• _Assignment_
Would you copy out the whole listing exactly as given?

• _Information shown_
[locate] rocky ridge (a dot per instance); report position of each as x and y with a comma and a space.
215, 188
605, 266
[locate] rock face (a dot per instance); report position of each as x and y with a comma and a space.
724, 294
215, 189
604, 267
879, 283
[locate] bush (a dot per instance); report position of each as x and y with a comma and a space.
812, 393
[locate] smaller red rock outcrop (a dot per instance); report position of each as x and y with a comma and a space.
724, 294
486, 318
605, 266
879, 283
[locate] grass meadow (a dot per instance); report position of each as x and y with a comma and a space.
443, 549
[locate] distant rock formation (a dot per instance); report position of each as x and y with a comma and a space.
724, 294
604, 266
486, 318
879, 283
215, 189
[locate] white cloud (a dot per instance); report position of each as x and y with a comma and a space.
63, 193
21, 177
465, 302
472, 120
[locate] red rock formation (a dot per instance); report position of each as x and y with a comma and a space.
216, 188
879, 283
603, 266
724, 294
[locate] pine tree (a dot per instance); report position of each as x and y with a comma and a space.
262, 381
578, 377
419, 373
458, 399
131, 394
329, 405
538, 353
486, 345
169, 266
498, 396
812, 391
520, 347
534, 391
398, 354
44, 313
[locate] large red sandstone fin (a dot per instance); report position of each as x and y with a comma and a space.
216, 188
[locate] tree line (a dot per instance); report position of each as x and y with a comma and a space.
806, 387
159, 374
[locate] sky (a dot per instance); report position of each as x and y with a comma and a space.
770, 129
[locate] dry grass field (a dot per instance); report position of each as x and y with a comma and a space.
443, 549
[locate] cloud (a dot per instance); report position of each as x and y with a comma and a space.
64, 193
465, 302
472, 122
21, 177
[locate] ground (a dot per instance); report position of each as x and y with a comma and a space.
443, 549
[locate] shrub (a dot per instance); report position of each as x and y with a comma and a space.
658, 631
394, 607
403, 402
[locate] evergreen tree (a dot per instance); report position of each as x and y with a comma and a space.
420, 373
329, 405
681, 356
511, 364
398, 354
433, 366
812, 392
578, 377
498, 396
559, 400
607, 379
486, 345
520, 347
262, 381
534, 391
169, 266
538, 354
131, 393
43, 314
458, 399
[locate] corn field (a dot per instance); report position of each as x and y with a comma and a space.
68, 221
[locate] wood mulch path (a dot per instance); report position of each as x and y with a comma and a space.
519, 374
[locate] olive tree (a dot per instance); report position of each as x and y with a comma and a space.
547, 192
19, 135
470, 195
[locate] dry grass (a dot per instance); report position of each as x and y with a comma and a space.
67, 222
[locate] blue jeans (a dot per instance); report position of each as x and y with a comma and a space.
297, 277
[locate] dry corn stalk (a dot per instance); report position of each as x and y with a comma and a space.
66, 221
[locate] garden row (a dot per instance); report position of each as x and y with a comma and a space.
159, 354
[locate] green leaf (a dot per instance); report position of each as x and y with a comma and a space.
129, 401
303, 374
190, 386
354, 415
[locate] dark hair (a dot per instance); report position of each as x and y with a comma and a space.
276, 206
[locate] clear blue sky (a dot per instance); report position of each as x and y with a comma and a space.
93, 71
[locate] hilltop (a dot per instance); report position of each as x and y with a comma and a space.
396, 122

• _Task output_
[locate] rocky ridge (a dot per instance); report position of each as x and y with a comma and a space.
215, 188
605, 266
[locate] rock face (a dot per instance); report position of each as x and y with a comma and a space.
724, 294
215, 189
604, 267
879, 283
[locate] bush (a dot per instance); report position of each as x and y with a comma and a space.
812, 393
[locate] smaller red rock outcrop (a dot per instance); report position of each as x and y with a comma and a space.
724, 294
486, 318
605, 266
879, 283
[locate] grass meadow (a dot per instance); report position of each as x and y with a comma and a space.
443, 549
[locate] distant rock formation (a dot per instance); report position of each as x and y with a comma and a space.
724, 294
604, 266
486, 318
879, 283
215, 189
[locate] white cloud (a dot per instance); report position of each as x and y with a comma and a space.
63, 193
21, 177
465, 302
472, 120
[locate] red rock formation (a dot per instance); report position of each as x and y with a comma and a space.
216, 188
879, 283
603, 266
724, 294
[locate] pine tree (a dot per instance); report position of each as x and y with a comma and a space.
262, 381
578, 377
419, 373
458, 399
131, 394
329, 405
538, 353
486, 345
169, 266
498, 396
812, 391
520, 347
534, 391
398, 354
44, 313
[locate] large red sandstone fin (a dot per instance); report position of each as x and y with a comma and a space.
216, 188
[locate] tree line (a dot per instance); report position of each as x and y with a comma and a space.
806, 387
159, 374
[locate] sky (a dot per instance); report position of each as x and y with a comma and a space.
770, 129
[locate] dry grass field (a dot per instance); report position of each as x and y with a comma and a space.
443, 549
[locate] cloud (a dot per instance); report position of each as x and y with a comma and a space.
64, 193
465, 302
472, 122
21, 177
[locate] ground (a dot per instance); report position of each as x and y with a comma and a space.
443, 549
[locate] shrub (a dot per instance); report position of each as x and y with a comma and a space.
658, 631
394, 607
403, 402
[locate] evergreen tree (a dot per instance); report position of each as x and y with a comma and a space.
420, 373
329, 405
681, 356
511, 364
398, 354
433, 366
812, 392
578, 377
498, 396
559, 400
607, 379
486, 345
520, 347
262, 381
534, 391
169, 266
538, 354
131, 393
43, 314
458, 399
[locate] corn field (a dot per instance); report position of each as x and y with a comma and a space.
68, 221
[locate] wood mulch path (a dot per instance); report position of each as x and y with a comma and a space.
519, 374
[locate] olive tree (a dot per instance); report position of each as x and y with a comma and a space.
547, 192
19, 135
470, 195
[locate] dry grass (a dot per instance); report position of each as x and y with a comma and a space.
67, 222
[locate] blue jeans (a dot per instance); report position of each as x and y with a comma and a space.
297, 277
[locate] dry corn stalk (a dot per instance); report position of each as x and y with a comma and a space.
66, 221
[locate] garden row (a dot per instance); report position of each as x and y with a comma and a space.
159, 354
[locate] green leaf (a dot per instance); report position of each as x and y with a comma and a space.
129, 401
303, 374
190, 386
354, 415
[locate] dark hair (a dot per instance); report position of each as x and y with a comma and a space.
276, 206
[locate] clear blue sky (a dot per instance); report position of each as x and y with a comma and a space.
93, 71
[locate] hilltop (a dot per instance); report position of each as x and y with a comma and a space.
396, 122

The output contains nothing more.